__Required work__:
Summarize the passage about violence, parenting, and guns in three sentences.
START Source
But then I see The Raid, directed by a serious young artist, and I choose to embrace that experience (as did Sony Classics, hardly a violence schlock house, twice). I love the Japanese film Battle Royale, which is grotesque, but has many profound things to say about violence, as we watch violence throughout. I only wish the American knock-off (that claim disputed by its author) was nearly as brave about lingering in the ugliness of the murder of children by children. One of the best American films of 2013 was This Is The End, which was literally end of the world violent, and also profane, sexist, homophobic, and even a little racist, all very, very smartly turning the meaning of the acts witnessed on their heads. (It was also very, very, very funny.)

I am the father of a 4-year-old. He just recently started his superhero phase. (We’ll find out eventually whether it lasts for decades or not… but that’s another issue.) He spends hours jumping, kicking, punching, shooting webs, flying, exploding in fire, hulking out, slicing things with his claws, etc. His mother is not a fan of this activity. Sometimes, usually when I am being punched by surprise, I am not in love with it either. An elementary school we recently toured told us that kids who talk to them in interviews about superheroes are not likely to be admitted. When I mentioned this to a number of educators, their response was, “Avoid that school.” Why? Because superhero play is not only a known phase, but a critical tool for boys in separating from their mothers.

There are moments when my child points a loaded finger or someone else’s toy gun. Yet I have no fear of my child going out and killing someone intentionally. Why? Because even though he has access to violence in the culture, he is being raised by two non-violent people. He may be watching too much “Spiderman Unlimited,” but he is not watching “True Detective” with us. We do not have guns in our home and we do not teach him that violence is an answer to problems, by our words or our deeds. Also, he is not mentally ill. And if, God forbid, he were ever to become mentally ill, we would support him in treatment and certainly do everything we could to great a safe environment for him and everyone around him.

I personally feel that weapons have a very limited place in private homes, particularly in urban areas. I understand the idea of self-protection and if I lived in an isolated place, I would seriously consider it. But I have lived in big cities most of my life, often traveling through “bad neighborhoods” and have no patience with the idea that aside from very specific cases of protection, that anyone needs to be carrying a concealed weapon anywhere in my town. I would feel less safe in any place in Los Angeles knowing that anyone around me was carrying a handgun.

I believe that this country would be more safe with a lot fewer guns.

However, I still believe that the #1 cause of gun violence is the absenteeism of family, friends, acquaintances, co-workers, etc. People need to pay attention to others, care for others, consider others.

Second for me is the easy access and proliferation of firearms in the country. You could take every gun away and bad things would still happen. For that matter, someone can be surrounded by interested people who simply can’t know what is going on in someone mentally-ill mind.
END Source
START Entries shown
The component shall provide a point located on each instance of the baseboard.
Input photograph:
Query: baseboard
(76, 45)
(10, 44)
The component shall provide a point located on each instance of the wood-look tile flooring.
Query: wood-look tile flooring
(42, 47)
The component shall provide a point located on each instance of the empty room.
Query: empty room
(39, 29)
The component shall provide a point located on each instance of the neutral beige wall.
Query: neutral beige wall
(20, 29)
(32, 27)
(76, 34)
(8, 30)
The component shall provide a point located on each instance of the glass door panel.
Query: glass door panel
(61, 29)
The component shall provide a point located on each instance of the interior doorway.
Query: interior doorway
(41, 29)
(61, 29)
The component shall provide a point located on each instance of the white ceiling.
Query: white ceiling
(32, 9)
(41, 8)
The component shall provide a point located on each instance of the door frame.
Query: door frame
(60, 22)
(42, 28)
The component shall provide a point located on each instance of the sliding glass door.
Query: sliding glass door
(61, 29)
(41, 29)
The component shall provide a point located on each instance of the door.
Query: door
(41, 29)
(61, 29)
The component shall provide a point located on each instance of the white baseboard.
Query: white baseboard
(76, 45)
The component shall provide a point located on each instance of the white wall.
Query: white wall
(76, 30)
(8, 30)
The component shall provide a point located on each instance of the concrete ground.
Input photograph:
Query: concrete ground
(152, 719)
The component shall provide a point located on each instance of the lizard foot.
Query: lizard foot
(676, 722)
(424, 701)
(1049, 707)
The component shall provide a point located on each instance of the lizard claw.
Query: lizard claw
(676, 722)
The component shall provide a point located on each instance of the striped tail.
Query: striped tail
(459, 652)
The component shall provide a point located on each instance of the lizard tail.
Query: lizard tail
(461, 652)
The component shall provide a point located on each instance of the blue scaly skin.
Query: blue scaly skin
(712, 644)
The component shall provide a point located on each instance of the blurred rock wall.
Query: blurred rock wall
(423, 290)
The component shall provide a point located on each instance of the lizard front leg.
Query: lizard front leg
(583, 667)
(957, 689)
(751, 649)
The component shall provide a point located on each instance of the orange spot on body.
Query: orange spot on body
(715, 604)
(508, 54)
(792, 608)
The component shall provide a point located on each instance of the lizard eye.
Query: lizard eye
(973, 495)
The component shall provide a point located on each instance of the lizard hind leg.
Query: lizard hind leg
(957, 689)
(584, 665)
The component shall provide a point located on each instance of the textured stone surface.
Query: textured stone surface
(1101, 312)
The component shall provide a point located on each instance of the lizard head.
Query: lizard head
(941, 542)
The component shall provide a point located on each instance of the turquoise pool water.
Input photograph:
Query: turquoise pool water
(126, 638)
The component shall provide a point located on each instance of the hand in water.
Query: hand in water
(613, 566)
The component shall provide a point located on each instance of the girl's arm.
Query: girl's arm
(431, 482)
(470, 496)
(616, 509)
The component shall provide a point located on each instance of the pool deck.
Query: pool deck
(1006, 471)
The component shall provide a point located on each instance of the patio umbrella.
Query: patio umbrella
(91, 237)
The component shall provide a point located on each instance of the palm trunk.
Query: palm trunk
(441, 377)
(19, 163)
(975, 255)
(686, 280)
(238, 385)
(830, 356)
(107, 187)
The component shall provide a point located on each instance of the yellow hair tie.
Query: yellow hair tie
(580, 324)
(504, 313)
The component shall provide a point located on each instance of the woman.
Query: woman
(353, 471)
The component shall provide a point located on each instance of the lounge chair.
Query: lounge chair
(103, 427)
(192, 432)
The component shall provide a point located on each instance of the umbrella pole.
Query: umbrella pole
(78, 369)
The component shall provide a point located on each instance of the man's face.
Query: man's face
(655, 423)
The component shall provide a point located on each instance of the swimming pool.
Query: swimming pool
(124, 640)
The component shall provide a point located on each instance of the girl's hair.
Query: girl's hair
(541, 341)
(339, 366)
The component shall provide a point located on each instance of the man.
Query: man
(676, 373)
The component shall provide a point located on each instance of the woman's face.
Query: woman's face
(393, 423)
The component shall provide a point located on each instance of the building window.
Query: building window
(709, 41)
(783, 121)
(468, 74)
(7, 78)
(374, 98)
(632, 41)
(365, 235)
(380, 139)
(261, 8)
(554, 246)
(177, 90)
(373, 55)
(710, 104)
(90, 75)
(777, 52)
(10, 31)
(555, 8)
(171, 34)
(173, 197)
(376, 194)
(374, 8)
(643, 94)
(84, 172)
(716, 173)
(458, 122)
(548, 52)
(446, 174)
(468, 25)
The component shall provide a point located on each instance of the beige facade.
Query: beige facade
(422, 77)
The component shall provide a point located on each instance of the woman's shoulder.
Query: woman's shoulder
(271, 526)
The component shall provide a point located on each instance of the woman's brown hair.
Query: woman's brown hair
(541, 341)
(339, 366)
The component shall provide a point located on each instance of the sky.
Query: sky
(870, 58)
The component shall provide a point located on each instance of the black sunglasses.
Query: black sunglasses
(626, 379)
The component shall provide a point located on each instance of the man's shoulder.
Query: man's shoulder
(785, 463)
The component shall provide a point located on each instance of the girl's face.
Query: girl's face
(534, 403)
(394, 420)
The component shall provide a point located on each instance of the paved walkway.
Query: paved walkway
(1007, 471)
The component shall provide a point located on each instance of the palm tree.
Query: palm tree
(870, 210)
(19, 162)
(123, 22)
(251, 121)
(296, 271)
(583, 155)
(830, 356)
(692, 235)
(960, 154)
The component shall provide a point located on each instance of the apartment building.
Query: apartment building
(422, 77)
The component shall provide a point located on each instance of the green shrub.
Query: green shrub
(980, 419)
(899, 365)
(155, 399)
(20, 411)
END Entries shown
__Complete output__:
The writer embraces violent films such as The Raid, Battle Royale, and This Is The End and, as the father of a 4-year-old, accepts his son's superhero play, which educators consider a known phase and a critical tool for boys in separating from their mothers. The writer has no fear of the boy intentionally killing someone, because he is being raised by two non-violent people in a home without guns and is not mentally ill. The writer believes the country would be safer with far fewer guns but names the absenteeism of family, friends, and others as the #1 cause of gun violence, with easy access to and proliferation of firearms second.